[antlr-interest] Trouble with nondeterminism

Mon Aug 28 16:37:38 PDT 2006

I keeping with my "starting simple" plan, I've been adding bits to my simple
parser as I get the hang of ANTLR.  The many examples on the Net are also
helping a great deal.

But...  I'm having trouble trying to have my lexer recognize both int and
double number types.  I've tried a few different examples all ending in
similar ANTLR messages.  It looks like this:

Constant
    :   INT
    |   DOUBLE
    ;

INT
    :   ('0' | '1'..'9' ('0'..'9')*) ;

DOUBLE
    :   ('0'..'9')+ '.' ('0'..'9')* (Exponent)?
    |   '.' ('0'..'9')+ (Exponent)?
    |   ('0'..'9')+ Exponent
    |   ('0'..'9')+ (Exponent)?
    ;

protected
Exponent
    :   ('e'|'E') ('+'|'-')? ('0'..'9')+ ;

Now, I understand that very clearly and it *seems* to make sense.  But when I
run it through ANTLR, I get:

opc.g: warning:lexical nondeterminism between rules Constant and INT upon
opc.g:     k==1:'0'..'9'
opc.g:     k==2:<end-of-token>,'0'..'9'
opc.g:     k==3:<end-of-token>,'0'..'9'
opc.g: warning:lexical nondeterminism between rules Constant and DOUBLE upon
opc.g:     k==1:'.','0'..'9'
opc.g:     k==2:<end-of-token>,'.','0'..'9','E','e'
opc.g:     k==3:<end-of-token>,'+','-','.','0'..'9','E','e'
opc.g: warning:lexical nondeterminism between rules INT and DOUBLE upon
opc.g:     k==1:'0'..'9'
opc.g:     k==2:<end-of-token>,'0'..'9'
opc.g:     k==3:<end-of-token>,'0'..'9'
opc.g:181: warning:lexical nondeterminism between alts 1 and 2 of block upon
opc.g:181:     k==1:'0'..'9'
opc.g:181:     k==2:<end-of-token>,'0'..'9'
opc.g:181:     k==3:<end-of-token>,'0'..'9'
opc.g:214: warning:lexical nondeterminism between alts 1 and 3 of block upon
opc.g:214:     k==1:'0'..'9'
opc.g:214:     k==2:'0'..'9'
opc.g:214:     k==3:'0'..'9','E','e'
opc.g:214: warning:lexical nondeterminism between alts 1 and 4 of block upon
opc.g:214:     k==1:'0'..'9'
opc.g:214:     k==2:'0'..'9'
opc.g:214:     k==3:<end-of-token>,'0'..'9','E','e'
opc.g:214: warning:lexical nondeterminism between alts 3 and 4 of block upon
opc.g:214:     k==1:'0'..'9'
opc.g:214:     k==2:'0'..'9','E','e'
opc.g:214:     k==3:'+','-','0'..'9','E','e'

I see that and it also makes sense, since ANTLR is kind enough to tell me just
where the lexer will get confused.

*WRITTEN TASK A*. Repeat the position identification records exactly, line for line, omitting the pictures from your answer.
The ANTLR forum post and the records originate from separate sources.

*Position identification records*.
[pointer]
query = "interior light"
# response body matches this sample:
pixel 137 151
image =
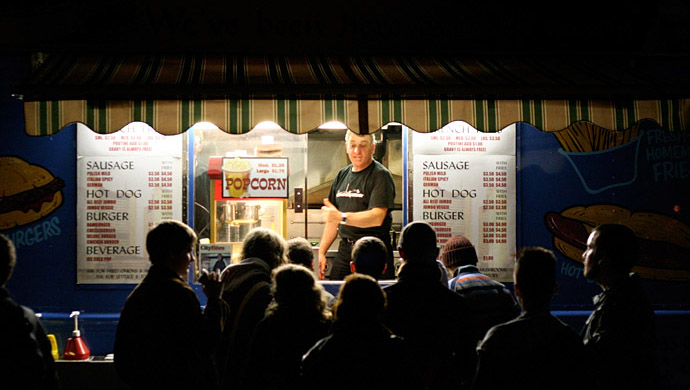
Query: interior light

*WRITTEN TASK B*. Reproduce verbatim the stretch of the ANTLR forum post from "[antlr-interest] Trouble with" through "a great deal.".

*WRITTEN SOLUTION A*.
[pointer]
query = "interior light"
# response body matches this sample:
pixel 137 151
image =
Query: interior light

*WRITTEN SOLUTION B*.
[antlr-interest] Trouble with nondeterminism

Mon Aug 28 16:37:38 PDT 2006

I keeping with my "starting simple" plan, I've been adding bits to my simple
parser as I get the hang of ANTLR.  The many examples on the Net are also
helping a great deal.